======== SUPPLIED RECORDS ========
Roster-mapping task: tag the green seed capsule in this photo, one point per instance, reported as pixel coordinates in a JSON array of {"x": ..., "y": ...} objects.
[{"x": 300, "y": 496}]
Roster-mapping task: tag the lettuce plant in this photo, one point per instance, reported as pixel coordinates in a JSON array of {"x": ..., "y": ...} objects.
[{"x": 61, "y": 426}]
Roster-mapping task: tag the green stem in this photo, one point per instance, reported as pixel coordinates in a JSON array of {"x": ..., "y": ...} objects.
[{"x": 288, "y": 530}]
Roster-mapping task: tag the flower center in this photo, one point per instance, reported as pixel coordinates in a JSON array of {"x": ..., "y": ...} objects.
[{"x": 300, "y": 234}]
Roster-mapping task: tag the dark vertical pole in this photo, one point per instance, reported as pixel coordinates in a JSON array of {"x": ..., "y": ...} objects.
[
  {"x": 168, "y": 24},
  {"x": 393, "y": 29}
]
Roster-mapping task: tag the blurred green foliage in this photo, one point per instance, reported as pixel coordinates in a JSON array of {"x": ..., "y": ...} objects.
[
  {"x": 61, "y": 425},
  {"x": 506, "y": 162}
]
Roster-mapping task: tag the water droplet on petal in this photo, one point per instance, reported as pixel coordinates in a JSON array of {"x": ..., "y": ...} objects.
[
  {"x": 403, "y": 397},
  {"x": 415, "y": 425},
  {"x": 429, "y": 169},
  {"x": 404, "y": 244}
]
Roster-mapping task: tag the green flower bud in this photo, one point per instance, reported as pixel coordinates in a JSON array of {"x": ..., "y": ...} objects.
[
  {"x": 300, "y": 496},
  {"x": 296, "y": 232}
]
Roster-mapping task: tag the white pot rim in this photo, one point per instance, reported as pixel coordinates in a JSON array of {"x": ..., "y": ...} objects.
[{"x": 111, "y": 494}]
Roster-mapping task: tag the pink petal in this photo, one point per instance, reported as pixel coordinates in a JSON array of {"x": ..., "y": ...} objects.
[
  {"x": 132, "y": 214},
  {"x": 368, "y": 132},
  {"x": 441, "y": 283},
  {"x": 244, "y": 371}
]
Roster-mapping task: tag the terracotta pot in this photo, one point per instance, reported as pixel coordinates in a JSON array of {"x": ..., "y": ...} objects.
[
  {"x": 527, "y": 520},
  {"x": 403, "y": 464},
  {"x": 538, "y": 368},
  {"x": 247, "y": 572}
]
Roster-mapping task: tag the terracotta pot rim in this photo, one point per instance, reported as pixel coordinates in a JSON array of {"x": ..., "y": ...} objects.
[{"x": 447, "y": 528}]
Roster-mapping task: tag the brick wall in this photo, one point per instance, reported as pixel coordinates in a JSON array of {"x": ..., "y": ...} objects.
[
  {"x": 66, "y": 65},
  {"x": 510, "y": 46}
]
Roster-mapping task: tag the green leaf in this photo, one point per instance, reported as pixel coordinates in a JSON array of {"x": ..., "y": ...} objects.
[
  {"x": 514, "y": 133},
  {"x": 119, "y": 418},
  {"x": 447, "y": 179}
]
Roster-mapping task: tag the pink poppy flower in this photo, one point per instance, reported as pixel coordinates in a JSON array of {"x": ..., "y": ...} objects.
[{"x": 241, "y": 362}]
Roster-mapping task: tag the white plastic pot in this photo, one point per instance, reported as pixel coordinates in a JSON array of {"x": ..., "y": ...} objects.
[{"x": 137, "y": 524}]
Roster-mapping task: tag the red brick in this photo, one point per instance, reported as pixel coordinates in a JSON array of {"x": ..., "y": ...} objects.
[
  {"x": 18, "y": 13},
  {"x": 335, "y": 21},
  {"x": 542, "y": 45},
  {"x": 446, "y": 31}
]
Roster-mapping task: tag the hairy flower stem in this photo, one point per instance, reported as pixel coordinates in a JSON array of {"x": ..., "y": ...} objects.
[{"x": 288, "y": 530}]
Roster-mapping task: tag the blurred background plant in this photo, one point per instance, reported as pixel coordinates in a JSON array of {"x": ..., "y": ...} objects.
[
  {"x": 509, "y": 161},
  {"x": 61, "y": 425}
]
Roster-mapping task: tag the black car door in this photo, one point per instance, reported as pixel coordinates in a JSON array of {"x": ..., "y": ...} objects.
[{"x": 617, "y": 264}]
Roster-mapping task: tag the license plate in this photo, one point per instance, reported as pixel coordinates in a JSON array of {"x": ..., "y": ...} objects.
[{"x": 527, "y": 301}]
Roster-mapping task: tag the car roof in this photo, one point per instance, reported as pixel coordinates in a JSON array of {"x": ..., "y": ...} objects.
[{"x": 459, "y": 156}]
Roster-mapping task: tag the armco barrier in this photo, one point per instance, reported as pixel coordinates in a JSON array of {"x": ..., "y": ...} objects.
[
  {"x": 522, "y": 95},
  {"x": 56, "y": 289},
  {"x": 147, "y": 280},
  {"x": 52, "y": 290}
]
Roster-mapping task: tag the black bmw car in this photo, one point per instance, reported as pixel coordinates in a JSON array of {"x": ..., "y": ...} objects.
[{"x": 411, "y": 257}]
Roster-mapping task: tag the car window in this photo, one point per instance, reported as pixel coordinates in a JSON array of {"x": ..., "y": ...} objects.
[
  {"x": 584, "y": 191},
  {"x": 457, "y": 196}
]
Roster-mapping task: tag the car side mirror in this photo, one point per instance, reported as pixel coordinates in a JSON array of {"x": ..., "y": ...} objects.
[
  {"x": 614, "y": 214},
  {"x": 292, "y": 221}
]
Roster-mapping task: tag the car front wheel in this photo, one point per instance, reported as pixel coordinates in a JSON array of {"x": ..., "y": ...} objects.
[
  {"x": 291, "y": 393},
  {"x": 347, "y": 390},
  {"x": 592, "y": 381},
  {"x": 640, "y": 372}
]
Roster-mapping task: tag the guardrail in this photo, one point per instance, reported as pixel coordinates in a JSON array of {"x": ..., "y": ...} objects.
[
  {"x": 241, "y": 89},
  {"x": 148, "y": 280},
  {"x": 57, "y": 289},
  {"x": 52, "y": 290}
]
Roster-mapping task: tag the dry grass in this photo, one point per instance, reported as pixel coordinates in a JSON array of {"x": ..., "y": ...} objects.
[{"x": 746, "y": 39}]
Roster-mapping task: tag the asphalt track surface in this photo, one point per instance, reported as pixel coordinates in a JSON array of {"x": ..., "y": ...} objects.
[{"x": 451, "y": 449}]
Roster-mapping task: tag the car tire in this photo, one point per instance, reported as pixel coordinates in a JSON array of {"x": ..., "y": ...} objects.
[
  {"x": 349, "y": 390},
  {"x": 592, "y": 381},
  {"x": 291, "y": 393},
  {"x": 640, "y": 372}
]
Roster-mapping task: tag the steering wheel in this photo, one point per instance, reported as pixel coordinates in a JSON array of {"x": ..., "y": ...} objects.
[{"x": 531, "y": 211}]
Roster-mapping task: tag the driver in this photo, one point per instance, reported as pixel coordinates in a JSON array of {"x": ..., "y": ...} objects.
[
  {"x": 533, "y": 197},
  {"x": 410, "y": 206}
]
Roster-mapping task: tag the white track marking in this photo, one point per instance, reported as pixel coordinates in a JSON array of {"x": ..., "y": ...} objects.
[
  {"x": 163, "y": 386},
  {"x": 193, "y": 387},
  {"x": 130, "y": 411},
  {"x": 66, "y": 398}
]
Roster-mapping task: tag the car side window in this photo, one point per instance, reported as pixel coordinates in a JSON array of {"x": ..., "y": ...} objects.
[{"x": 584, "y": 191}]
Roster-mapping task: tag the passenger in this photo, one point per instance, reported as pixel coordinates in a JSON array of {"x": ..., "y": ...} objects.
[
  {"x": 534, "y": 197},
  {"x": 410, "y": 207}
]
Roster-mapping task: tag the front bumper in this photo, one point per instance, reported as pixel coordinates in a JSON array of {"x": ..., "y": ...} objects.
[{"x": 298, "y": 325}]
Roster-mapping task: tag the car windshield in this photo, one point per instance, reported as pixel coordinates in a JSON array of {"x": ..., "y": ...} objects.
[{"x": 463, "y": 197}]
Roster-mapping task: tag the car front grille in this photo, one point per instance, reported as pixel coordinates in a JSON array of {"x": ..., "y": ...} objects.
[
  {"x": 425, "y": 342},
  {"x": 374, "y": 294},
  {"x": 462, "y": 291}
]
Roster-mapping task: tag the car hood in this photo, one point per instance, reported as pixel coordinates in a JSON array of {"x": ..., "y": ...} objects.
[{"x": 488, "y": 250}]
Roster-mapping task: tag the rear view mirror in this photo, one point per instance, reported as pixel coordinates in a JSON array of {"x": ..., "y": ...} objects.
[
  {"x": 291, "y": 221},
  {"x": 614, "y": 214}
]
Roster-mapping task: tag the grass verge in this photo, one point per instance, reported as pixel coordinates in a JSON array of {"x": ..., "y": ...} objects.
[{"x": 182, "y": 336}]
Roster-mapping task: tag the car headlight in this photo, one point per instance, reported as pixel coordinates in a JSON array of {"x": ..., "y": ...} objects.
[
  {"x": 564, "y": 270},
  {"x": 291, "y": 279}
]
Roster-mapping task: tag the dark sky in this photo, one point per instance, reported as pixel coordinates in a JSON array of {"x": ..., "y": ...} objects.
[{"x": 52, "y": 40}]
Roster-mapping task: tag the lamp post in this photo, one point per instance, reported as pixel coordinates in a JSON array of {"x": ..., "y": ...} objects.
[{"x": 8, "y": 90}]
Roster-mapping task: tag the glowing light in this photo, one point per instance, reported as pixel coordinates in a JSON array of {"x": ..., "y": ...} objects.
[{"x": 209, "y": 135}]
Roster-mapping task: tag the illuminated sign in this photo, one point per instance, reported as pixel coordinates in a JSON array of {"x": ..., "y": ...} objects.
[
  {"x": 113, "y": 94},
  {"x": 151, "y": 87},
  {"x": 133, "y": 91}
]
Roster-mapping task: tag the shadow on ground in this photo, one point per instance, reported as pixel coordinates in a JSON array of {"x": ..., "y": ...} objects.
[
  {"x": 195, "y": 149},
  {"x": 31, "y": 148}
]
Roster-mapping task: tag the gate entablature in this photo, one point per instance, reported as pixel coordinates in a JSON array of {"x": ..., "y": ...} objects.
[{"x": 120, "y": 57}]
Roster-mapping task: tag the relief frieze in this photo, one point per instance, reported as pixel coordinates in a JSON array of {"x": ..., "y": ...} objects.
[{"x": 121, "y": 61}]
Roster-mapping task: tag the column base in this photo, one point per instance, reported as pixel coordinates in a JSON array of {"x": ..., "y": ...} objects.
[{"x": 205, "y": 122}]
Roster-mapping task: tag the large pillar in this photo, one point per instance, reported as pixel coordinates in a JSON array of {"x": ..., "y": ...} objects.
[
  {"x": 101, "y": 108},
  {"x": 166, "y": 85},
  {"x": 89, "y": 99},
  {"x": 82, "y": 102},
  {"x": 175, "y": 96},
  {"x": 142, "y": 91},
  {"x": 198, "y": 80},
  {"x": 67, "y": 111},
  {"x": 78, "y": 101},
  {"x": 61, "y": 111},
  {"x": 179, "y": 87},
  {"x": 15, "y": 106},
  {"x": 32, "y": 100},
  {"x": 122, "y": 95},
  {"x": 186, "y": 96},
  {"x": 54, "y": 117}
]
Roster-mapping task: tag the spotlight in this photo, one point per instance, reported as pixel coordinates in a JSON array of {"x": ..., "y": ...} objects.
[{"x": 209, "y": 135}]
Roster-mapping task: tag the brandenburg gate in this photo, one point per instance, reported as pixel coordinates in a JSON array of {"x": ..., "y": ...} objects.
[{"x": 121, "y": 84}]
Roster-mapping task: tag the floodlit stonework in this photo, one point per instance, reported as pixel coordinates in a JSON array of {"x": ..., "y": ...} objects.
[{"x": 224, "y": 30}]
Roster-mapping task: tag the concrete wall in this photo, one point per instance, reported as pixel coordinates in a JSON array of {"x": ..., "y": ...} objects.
========
Would you retype the entries above verbatim, starting at the line that contains "Roster-mapping task: tag the brandenburg" and going through the end of the entries?

Roster-mapping task: tag the brandenburg gate in this photo, one point per instance, reported as pixel coordinates in a JSON array of {"x": ..., "y": ...} objects.
[{"x": 121, "y": 84}]
Roster-mapping task: tag the floodlit stonework in this photo, one point per instance, reported as pixel coordinates in a JSON array of {"x": ..., "y": ...} objects.
[{"x": 224, "y": 30}]
Roster-mapping task: tag the concrete wall in this photo, one point per instance, reported as pixel coordinates in a JSON array of {"x": ..., "y": ...} objects.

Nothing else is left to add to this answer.